Selection:
WordList -> Document Operator?
I'm trying to batch process a large group of individual text files which I can then tokenize. I'm using the Text Processing operator group. I'm processing the files into a single WordList which I'm then trying to tokenize. Before I can tokenize I need to convert the WordList into a document - there doesn't appear to be a Generate Document operator as is being recommended to me by Quick Fix.
Any ideas?
Sorry for the beginner's question - I'm brand new to this.
Very respectfully,
Ben
Best Answer
-
IngoRM Employee-RapidMiner, RapidMiner Certified Analyst, RapidMiner Certified Expert, Community Manager, RMResearcher, Member, University Professor Posts: 1,751 RM Founder
Hi Ben,
No worries - we all started at some point :smileyhappy:
The wordlist is actually the final result of the text processing operators, i.e. after you did all the necessary text processing like tokenization etc. All those steps happen "inside" of the text processing operator (do you see the little icon in the bottom right corner of the operator? This indicates that this is an operator in which you can go "inside" with a double click).

To do:
#1 In the RapidMiner forum thread, list every title that appears between the name IngoRM and the post count.
#2 Pick up the RapidMiner forum thread after its last sentence and carry on the reply to Ben for a few more sentences.

Stored data:
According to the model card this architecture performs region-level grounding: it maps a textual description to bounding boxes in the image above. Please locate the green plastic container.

Responses in order:
#1
Employee-RapidMiner
RapidMiner Certified Analyst
RapidMiner Certified Expert
Community Manager
RMResearcher
Member
University Professor

#2
I think it is probably easier if you follow along one of the following videos (there are tons more if you search on Google):
https://rapidminer.com/resource/text-mining-rapidminer/
https://www.youtube.com/watch?v=6EyQ2TWYsVw
http://vancouverdata.blogspot.com/2010/11/text-analytics-with-rapidminer-loading.html
So what is the point of the wordlist then? This makes sure that you use exactly the same words (and only those) for scoring than for training. This is something which is actually kind of annoying in R for example which is why I really prefer to do text analytics in RapidMiner...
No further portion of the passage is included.